Задача 1: Где, согласно статье о Теофрасте, он провел всю жизнь?
Задача 2: Выпишите из статьи о Теофрасте отрывок между словами «Листы: 0   4» и «в повседневности, нет в античной литературе.» включительно.

Текст:
§
"Характеры" Теофраста

Опубл.: «Характеры» Теофраста // Ученые записки ЛГУ. Сер. филол. наук. – Л., 1941. – Вып. 7 (№ 63). – С. 129–141.

 

$nbsp;


Листы: 0   4   8   12   16  
22 *
«ХАРАКТЕРЫ» ТЕОФРАСТА
О. М. Фрейденберг
1
Перед нами совершенно исключительный памятник по богатству сочных бытовых фактов и по научным проблемам, встающим при его изучении. Подобных произведений, где так был бы показан обыкновенный античный человек в повседневности, нет в античной литературе.
Теофраст – греческий ученый конца IV в. до н.э., ученик Аристотеля. Родом с о-ва Лесбоса, он всю жизнь провел в Афинах, где учился сперва у Платона, а затем, и главным образом, у Аристотеля, который любил его больше всех учеников. Аристотель завещал Теофрасту и свою школу и всю свою богатейшую библиотеку, со всеми собственными рукописями. Теофраст, как учитель, становится во главе философской школы; как ученый, он продолжает развивать учение Аристотеля. Его эрудиция и его блестящее красноречие привлекают к нему сотни учеников; предание говорит об его необычайной популярности среди современников, а легенда приписывает ему две тысячи учеников. Теофраст приходит в историю с отзывом от Аристотеля, и соответственно этому мы его и принимаем. Десятки его работ для нас потеряны; мы только знаем, что он, как и его великий учитель, писал на самые разнообразные научные темы. Среди его сочинений, до нас дошедших, самыми известными являются ботанические трактаты и «Характеры».
Время, в которое жил Теофраст, было той переломной эпохой, когда Греция сходила на нет, уступая место эллинистической монархии Александра Македонского. Отсутствие больших принципиальных линий характеризует греческое общество накануне полного падения Афин как государства. Мелкота и серые будни наполняют общественную жизнь, лишая ее большого политического и гражданского содержания, которое было в отошедшей эпохе V века. Усиливается интерес к частной жизни, к комнатному человеку, к быту в его будничных, мелких проявлениях. Свободорожденный грек веками воспитывался в гражданственности; жизнь свободного афинянина классической эпохи проходила на площади, в народном собрании, в суде, в гимнастических залах, где собиралось все общество свободорожденных – аристократы и демократы – и где обсуждалась
злоба* дня, в театре, с его пьесами на мировые темы, в общеплеменных собраниях. Но в V в. все формы бытовой жизни были формами жизни общественной: баня – это место не просто мытья, но арена физкультуры, имеющей политическое и гражданское значение, гимнасий и палестра – это общественные собрания, где происходит тренировка в физической и умственной силе; театр – это плацдарм для постановки самых актуальных для общества проблем. Каждый состоятельный гражданин обязан был нести государственные повинности; он обязан был участвовать в постановке театральных действ, в устройстве празднеств, в построении и снаряжении государственного флота, и так далее. Личная жизнь была насыщена общественным содержанием; улица – это было место встреч и новостей, обед дома – традиционное собрание, обсуждавшее за чашей вина все наиболее актуальные темы. Самые «угощения», хождение в гости, прием гостей – это все был узаконенный обычаем и религией обязательный институт и общественная, если угодно, повинность. В этом бурном потоке политической жизни особое место занимала знаменитая «агора* «, что значит по-гречески и площадь и рынок. Это – центральная часть Афин. Это центр политической, торговой, умственной жизни греков V века. Это место, где находятся школы и палестры, меняльные конторы-банки, лавки и мастерские, рестораны и кофейни. Собираются у цырюльника* и говорят на политические темы; заходят в парфюмерную, чтобы поговорить о театре. Выступают с речами прямо на агоре*, и опытный политический оратор собирает вокруг себя толпы свободных граждан. Здесь подготовляются исходы крупных судебных процессов и решения народных собраний; агора – это место, где организуется общественное мнение. Политические и партийные страсти репетируются здесь.
§
Строки данных:

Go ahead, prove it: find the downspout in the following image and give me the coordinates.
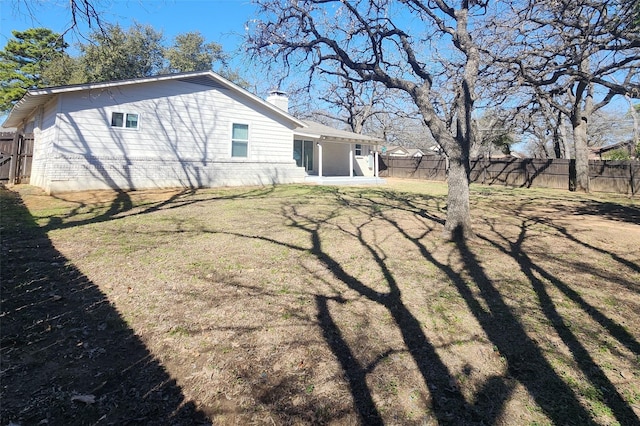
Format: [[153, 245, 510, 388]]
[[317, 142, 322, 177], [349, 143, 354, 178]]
§
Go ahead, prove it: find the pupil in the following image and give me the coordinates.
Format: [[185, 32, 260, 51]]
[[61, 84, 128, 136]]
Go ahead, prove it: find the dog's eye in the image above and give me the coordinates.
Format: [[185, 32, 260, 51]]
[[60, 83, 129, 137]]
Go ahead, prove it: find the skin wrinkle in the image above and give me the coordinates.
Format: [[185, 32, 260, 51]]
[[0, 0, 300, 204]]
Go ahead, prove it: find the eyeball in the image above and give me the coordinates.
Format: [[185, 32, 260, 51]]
§
Ответ 1: В Афинах.

Ответ 2:
Листы: 0   4   8   12   16  
22 *
«ХАРАКТЕРЫ» ТЕОФРАСТА
О. М. Фрейденберг
1
Перед нами совершенно исключительный памятник по богатству сочных бытовых фактов и по научным проблемам, встающим при его изучении. Подобных произведений, где так был бы показан обыкновенный античный человек в повседневности, нет в античной литературе.